_Work to be completed:_ For each record below, set it down exactly but leave out any picture.

_Data shown:_
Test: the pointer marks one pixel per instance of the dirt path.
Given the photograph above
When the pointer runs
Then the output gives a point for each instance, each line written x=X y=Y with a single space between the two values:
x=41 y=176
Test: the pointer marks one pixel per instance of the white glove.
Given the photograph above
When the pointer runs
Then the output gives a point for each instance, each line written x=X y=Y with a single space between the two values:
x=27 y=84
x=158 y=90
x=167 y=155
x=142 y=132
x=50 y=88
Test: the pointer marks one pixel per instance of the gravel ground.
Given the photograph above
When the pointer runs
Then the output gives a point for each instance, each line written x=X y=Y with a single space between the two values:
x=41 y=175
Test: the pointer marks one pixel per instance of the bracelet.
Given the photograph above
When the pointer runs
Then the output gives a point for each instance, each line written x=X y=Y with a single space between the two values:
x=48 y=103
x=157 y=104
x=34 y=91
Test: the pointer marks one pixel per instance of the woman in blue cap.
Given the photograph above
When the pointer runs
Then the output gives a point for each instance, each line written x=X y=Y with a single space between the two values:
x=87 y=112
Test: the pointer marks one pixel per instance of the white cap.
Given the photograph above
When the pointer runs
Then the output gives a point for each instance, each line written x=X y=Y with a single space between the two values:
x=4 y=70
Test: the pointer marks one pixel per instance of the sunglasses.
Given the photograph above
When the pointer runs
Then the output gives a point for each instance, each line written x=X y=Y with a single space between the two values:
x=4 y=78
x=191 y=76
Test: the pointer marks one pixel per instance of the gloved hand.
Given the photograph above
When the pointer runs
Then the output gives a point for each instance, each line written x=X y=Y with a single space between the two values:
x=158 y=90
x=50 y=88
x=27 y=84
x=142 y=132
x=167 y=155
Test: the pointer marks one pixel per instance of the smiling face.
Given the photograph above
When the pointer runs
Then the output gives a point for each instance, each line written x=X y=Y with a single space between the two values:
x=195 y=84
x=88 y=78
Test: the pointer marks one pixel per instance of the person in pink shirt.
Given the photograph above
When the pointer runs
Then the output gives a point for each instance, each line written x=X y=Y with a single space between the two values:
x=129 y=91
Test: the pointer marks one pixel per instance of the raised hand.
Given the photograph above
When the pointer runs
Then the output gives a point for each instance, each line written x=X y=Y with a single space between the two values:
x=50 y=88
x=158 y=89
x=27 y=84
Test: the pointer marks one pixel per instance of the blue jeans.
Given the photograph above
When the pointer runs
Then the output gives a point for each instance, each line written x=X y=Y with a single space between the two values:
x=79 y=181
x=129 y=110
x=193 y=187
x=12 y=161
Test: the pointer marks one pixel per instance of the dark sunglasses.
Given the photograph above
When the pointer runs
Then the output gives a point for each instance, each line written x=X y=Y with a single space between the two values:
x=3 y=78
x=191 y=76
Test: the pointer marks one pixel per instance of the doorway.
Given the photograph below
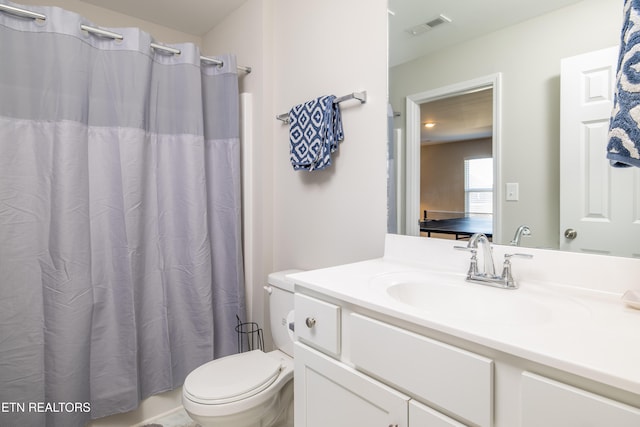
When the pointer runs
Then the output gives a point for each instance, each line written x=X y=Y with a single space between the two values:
x=416 y=136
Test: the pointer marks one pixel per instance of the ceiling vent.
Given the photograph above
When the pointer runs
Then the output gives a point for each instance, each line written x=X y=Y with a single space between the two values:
x=428 y=26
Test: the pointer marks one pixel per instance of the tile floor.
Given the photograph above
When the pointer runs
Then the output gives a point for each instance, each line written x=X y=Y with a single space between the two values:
x=177 y=418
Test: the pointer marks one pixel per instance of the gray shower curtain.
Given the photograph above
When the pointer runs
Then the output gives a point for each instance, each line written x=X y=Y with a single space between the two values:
x=120 y=235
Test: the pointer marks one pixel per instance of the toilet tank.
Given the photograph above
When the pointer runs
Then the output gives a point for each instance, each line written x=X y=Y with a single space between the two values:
x=280 y=300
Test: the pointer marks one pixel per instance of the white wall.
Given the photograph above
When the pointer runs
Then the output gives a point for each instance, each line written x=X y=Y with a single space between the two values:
x=107 y=18
x=298 y=50
x=528 y=55
x=247 y=34
x=337 y=215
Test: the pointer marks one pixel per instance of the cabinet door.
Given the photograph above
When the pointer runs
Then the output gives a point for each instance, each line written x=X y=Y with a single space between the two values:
x=553 y=404
x=329 y=393
x=423 y=416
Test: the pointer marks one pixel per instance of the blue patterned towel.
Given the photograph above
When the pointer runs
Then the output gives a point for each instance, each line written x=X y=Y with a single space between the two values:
x=315 y=131
x=623 y=149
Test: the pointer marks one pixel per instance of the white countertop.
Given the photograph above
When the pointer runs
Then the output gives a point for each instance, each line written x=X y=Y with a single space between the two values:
x=583 y=331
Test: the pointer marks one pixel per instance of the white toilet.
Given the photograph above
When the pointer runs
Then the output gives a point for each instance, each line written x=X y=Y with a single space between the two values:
x=253 y=389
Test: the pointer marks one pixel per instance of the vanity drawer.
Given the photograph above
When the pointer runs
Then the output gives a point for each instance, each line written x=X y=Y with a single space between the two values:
x=448 y=378
x=550 y=403
x=317 y=324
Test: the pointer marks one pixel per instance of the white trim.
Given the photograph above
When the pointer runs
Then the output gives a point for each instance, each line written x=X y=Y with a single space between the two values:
x=413 y=145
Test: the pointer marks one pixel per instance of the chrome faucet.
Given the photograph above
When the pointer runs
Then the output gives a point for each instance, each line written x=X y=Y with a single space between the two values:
x=488 y=276
x=479 y=240
x=523 y=230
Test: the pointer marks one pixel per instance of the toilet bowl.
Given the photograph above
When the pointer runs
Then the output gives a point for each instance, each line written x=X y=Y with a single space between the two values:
x=252 y=389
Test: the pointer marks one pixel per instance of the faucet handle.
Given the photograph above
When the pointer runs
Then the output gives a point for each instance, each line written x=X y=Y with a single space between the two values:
x=506 y=269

_Response area:_
Test: the pointer marks one pixel per instance of the dirt path.
Given the photograph above
When the pointer runs
Then the output gives a point for each instance, each line written x=X y=Y with a single space between the two values:
x=41 y=176
Test: the pointer marks one pixel per instance of the white glove.
Given the photograph above
When the pointer runs
Then the output gives a point for each instance, each line written x=X y=Y with a single space between the two values:
x=27 y=84
x=158 y=90
x=167 y=155
x=142 y=132
x=50 y=88
Test: the pointer marks one pixel per instance of the gravel ground.
Given the photograph above
When the pointer runs
Then the output gives a point for each instance, each line written x=X y=Y with a single space between the two values:
x=41 y=175
Test: the pointer marks one pixel per instance of the bracelet.
Given the photograph above
When the pointer runs
Then the output gives a point for each instance, each line written x=X y=Y with a single space between the two values:
x=48 y=103
x=157 y=104
x=34 y=91
Test: the pointer marks one pixel per instance of the woman in blue cap.
Given the photograph above
When the pointer runs
Then the output gives a point for each instance, each line written x=X y=Y with a single space between the two values:
x=87 y=112
Test: the pointer marks one pixel per instance of the white cap.
Given the photograph above
When the pointer runs
Then the output gives a point for each instance, each line written x=X y=Y with a single space between the two values:
x=4 y=70
Test: the pointer marks one pixel per instance of the sunglasses.
Given the photograph above
When the pointer runs
Then the output gives a point for each instance, each line written x=X y=Y with a single space between the two values:
x=4 y=78
x=191 y=76
Test: the pointer marks one pixel per instance of the gloved hand.
Given the photograph above
When the pointer runs
Then the output gives a point for each instance, each line written x=X y=Y with a single space between the two values:
x=158 y=90
x=50 y=88
x=27 y=84
x=142 y=132
x=167 y=155
Test: the pointer marks one pixel per instance of the smiling face.
Given the photograph above
When the pointer runs
Then the output gives a point for each instance, each line written x=X y=Y with a single space between the two values:
x=195 y=84
x=88 y=78
Test: the pointer marks one pixel per instance of the person in pink shirt.
Given the photograph above
When the pointer runs
Then the output gives a point for each instance, each line written x=X y=Y with a single space between the two values:
x=129 y=91
Test: the pointer marks one pixel per instance of the raised hand.
Given the photograph above
When the pointer runs
Then the output gives a point for each instance, each line written x=X y=Y with a single space between the two values:
x=50 y=88
x=158 y=89
x=27 y=84
Test: the pointer marks one pixel per instance of the blue jeans.
Given the photograph above
When the pointer runs
Then the output gives a point for each instance, each line written x=X y=Y with a single space between the two values:
x=79 y=181
x=129 y=110
x=193 y=187
x=12 y=161
Test: the pointer marks one pixel per instance of the dark sunglasses.
Given the photograph above
When the pointer runs
Then the output gives a point for each instance, each line written x=X y=Y with a single space between the two values:
x=3 y=78
x=191 y=76
Test: the pointer marks one pixel per instance of the doorway.
Given the photograph below
When the pointer runs
Then the output gives a point for each instance, each line written x=X y=Y with a single space between the two values:
x=416 y=136
Test: the pointer marks one pixel per instance of the ceiling vent.
Given the photograph above
When the pointer runs
Then the output gives a point for each instance, each line written x=X y=Y with a single space between the two values:
x=428 y=26
Test: the pointer marks one pixel per instance of the tile floor.
Given the photograph above
When the pointer runs
Then the output gives a point for each instance, each line written x=X y=Y with a single space between the two values:
x=177 y=418
Test: the pointer marks one pixel per instance of the gray shower curtain.
Given the photograph above
When the pointer runs
Then the output gives a point for each instance, each line written x=X y=Y with a single space between the two values:
x=120 y=235
Test: the pointer marks one pixel per instance of the toilet tank.
Given the photograph above
When the pointer runs
Then the output gives a point for each instance, each line written x=X y=Y with a single space between the two values:
x=280 y=300
Test: the pointer marks one pixel per instance of the white wall.
Given the photograph above
When the pointer runs
Then the output gives a point for each instance, each line written x=X y=Y with a single space between the two values:
x=107 y=18
x=298 y=50
x=528 y=55
x=247 y=34
x=337 y=215
Test: the pointer marks one pixel per instance of the cabinet door.
Given the photograph above
When the pointer runs
Then the output gives a point for each instance, each line written x=X y=Y with a single space between the two values:
x=553 y=404
x=329 y=393
x=423 y=416
Test: the pointer marks one pixel per instance of the blue patterned towel.
Given the photograph above
When the pointer runs
Then the output gives a point for each instance, each line written x=X y=Y with a single space between the two values:
x=315 y=131
x=623 y=149
Test: the pointer marks one pixel per instance of the white countertop.
Given the photograph above
When the pointer runs
Then the output gives a point for each instance, each line written x=X y=Y with a single space between the two values:
x=583 y=331
Test: the pointer marks one pixel per instance of the white toilet.
Given the photograph above
When the pointer runs
Then the output gives a point for each instance, each line written x=X y=Y with a single space between the two values:
x=253 y=389
Test: the pointer marks one pixel per instance of the vanity drawer.
Given the photograph above
When the pointer runs
Then the output gives a point for each instance, each line written x=X y=Y with a single space between the two values:
x=448 y=378
x=550 y=403
x=317 y=324
Test: the pointer marks one pixel per instance of the white trim.
Given the photograph above
When the pointer runs
Then the output gives a point for each instance, each line written x=X y=Y with a single space between the two values:
x=413 y=145
Test: the pointer marks one pixel per instance of the chrome faucet.
Given the photograph above
When the pointer runs
Then the output gives a point for each instance, each line written x=X y=Y with a single space between the two values:
x=488 y=276
x=479 y=240
x=523 y=230
Test: the pointer marks one pixel per instance of the toilet bowl.
Given the photograph above
When the pointer runs
Then the output gives a point for each instance, each line written x=X y=Y with a single space between the two values:
x=252 y=389
Test: the pointer marks one pixel per instance of the faucet handle.
Given the photograph above
When the pointer runs
Then the output gives a point for each instance, each line written x=X y=Y with a single space between the two values:
x=506 y=269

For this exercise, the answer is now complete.